PROFUNDO E SUPERFICIAL

“Mahler consegue ser extremamente profundo e superficial”, diz ela ao Estadão. “Há essa grande reflexão sobre o que é a vida, o que é o humano, que ele faz a partir de Nietzsche. É algo que soa muito pessoal. Mas há charadas espalhadas pela partitura, como a nos dizer que, no fundo, a resposta a todos esses questionamentos é muito simples: sofrimento e amor, é isso que define o ser humano. A vida pode ser simples, não a leve tão a sério.”

Para Larsson, a natureza é o elemento-chave na sinfonia. “Vida e morte são temas que fascinaram Mahler. Mas a questão religiosa não era central. A única religião possível é a natureza, pois a ela voltamos após a morte. É na mistura do que resta do corpo com a natureza que existe alguma possibilidade de permanência.”

Não é uma mensagem necessariamente otimista, diz a cantora. Mas, quase dez anos depois, em 1903, Mahler começaria a escrever aquela tida como a mais sombria de suas sinfonias, a nº 6, que ganhou com o tempo o subtítulo Trágica – ainda que tenha sido escrita em um momento mais tranquilo da vida do autor. Ou nem tanto assim, como explica o maestro Roberto Minczuk, que rege a obra no Teatro Municipal em concertos na sexta e no sábado, à frente da Orquestra Sinfônica Municipal.

“Mahler era apaixonado por Alma, sua mulher, uma das figuras mais fascinantes daquele início de século, talentosa, inteligente, também compositora, que abandonou a carreira após o casamento. Mas ele sabia que a música estava sempre em primeiro plano e a sinfonia, de alguma forma, carrega um remorso. O primeiro movimento começa de forma quase militar, mas de repente um segundo tema musical se revela, apaixonante, apaixonado, o tema de Alma, uma declaração de amor para a esposa.”

_FAÇA ISTO:_
Reproduza na íntegra o texto sobre as sinfonias de Mahler, sem alterar nada.

(Trechos de dados de regiões rotuladas)
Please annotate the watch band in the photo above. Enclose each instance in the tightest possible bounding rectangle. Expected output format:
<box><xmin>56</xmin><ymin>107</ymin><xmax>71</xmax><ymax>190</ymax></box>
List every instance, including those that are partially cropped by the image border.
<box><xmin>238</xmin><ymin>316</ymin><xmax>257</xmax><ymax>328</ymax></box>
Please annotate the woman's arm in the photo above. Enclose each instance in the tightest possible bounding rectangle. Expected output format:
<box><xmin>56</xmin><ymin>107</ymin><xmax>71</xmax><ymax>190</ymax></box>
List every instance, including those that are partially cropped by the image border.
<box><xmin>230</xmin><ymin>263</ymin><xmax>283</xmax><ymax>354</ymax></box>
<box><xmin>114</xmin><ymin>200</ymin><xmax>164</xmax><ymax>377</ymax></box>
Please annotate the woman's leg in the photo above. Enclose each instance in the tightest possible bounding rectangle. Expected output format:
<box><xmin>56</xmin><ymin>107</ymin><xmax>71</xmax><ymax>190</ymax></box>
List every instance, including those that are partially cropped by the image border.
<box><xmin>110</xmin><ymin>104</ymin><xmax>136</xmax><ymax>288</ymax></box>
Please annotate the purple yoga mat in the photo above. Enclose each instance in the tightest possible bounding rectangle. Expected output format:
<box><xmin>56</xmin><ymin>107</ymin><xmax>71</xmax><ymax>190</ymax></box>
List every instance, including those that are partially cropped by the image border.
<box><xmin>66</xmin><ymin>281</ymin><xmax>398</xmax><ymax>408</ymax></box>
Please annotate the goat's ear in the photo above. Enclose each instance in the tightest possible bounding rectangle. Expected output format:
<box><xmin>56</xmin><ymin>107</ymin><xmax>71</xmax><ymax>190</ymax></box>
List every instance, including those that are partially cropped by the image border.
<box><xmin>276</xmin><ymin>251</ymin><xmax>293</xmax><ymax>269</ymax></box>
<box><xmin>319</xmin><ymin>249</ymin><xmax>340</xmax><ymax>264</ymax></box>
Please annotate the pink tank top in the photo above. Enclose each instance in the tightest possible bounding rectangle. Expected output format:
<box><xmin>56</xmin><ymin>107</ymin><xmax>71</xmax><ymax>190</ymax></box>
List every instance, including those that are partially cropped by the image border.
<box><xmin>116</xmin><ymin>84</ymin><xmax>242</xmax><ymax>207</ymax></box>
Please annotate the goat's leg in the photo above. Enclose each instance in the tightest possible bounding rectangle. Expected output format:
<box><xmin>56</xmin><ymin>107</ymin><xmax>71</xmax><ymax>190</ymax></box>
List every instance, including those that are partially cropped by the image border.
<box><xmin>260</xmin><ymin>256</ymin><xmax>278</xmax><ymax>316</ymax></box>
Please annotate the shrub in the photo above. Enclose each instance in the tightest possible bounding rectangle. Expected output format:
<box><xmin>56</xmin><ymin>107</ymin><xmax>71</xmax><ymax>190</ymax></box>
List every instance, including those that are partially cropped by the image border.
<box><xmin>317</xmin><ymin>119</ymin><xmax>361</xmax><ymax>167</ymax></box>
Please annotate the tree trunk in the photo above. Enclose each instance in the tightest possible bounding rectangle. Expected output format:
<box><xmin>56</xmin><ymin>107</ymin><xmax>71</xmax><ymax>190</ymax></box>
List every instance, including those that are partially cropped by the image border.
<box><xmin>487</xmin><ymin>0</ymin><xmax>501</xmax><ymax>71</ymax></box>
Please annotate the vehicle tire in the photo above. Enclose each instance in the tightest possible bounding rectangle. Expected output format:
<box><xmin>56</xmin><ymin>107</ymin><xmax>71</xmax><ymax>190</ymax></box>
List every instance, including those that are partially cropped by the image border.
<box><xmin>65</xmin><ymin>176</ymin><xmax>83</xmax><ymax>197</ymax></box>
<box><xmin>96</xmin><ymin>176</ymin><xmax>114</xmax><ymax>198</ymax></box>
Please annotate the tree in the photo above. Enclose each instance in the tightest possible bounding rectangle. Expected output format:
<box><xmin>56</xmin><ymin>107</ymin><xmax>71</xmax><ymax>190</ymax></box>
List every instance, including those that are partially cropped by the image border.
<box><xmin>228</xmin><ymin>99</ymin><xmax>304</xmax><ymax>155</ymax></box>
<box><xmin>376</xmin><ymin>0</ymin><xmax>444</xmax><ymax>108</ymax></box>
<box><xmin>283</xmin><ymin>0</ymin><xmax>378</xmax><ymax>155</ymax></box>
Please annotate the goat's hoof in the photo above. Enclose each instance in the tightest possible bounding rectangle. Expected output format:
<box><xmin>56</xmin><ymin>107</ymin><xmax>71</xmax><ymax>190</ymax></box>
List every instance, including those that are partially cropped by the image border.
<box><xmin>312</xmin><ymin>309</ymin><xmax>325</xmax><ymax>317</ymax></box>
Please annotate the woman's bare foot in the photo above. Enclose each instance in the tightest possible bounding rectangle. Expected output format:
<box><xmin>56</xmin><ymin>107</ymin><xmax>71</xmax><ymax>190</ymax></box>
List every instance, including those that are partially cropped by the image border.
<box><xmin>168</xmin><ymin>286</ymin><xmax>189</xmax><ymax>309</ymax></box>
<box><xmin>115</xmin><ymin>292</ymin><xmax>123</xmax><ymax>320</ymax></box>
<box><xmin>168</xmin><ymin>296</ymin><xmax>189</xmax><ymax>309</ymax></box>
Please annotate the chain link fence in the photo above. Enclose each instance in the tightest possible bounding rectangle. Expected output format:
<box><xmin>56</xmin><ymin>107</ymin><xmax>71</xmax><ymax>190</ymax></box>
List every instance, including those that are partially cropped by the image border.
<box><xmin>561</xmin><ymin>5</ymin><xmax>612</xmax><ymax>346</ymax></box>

_SOLUÇÃO ABAIXO:_
PROFUNDO E SUPERFICIAL

“Mahler consegue ser extremamente profundo e superficial”, diz ela ao Estadão. “Há essa grande reflexão sobre o que é a vida, o que é o humano, que ele faz a partir de Nietzsche. É algo que soa muito pessoal. Mas há charadas espalhadas pela partitura, como a nos dizer que, no fundo, a resposta a todos esses questionamentos é muito simples: sofrimento e amor, é isso que define o ser humano. A vida pode ser simples, não a leve tão a sério.”

Para Larsson, a natureza é o elemento-chave na sinfonia. “Vida e morte são temas que fascinaram Mahler. Mas a questão religiosa não era central. A única religião possível é a natureza, pois a ela voltamos após a morte. É na mistura do que resta do corpo com a natureza que existe alguma possibilidade de permanência.”

Não é uma mensagem necessariamente otimista, diz a cantora. Mas, quase dez anos depois, em 1903, Mahler começaria a escrever aquela tida como a mais sombria de suas sinfonias, a nº 6, que ganhou com o tempo o subtítulo Trágica – ainda que tenha sido escrita em um momento mais tranquilo da vida do autor. Ou nem tanto assim, como explica o maestro Roberto Minczuk, que rege a obra no Teatro Municipal em concertos na sexta e no sábado, à frente da Orquestra Sinfônica Municipal.

“Mahler era apaixonado por Alma, sua mulher, uma das figuras mais fascinantes daquele início de século, talentosa, inteligente, também compositora, que abandonou a carreira após o casamento. Mas ele sabia que a música estava sempre em primeiro plano e a sinfonia, de alguma forma, carrega um remorso. O primeiro movimento começa de forma quase militar, mas de repente um segundo tema musical se revela, apaixonante, apaixonado, o tema de Alma, uma declaração de amor para a esposa.”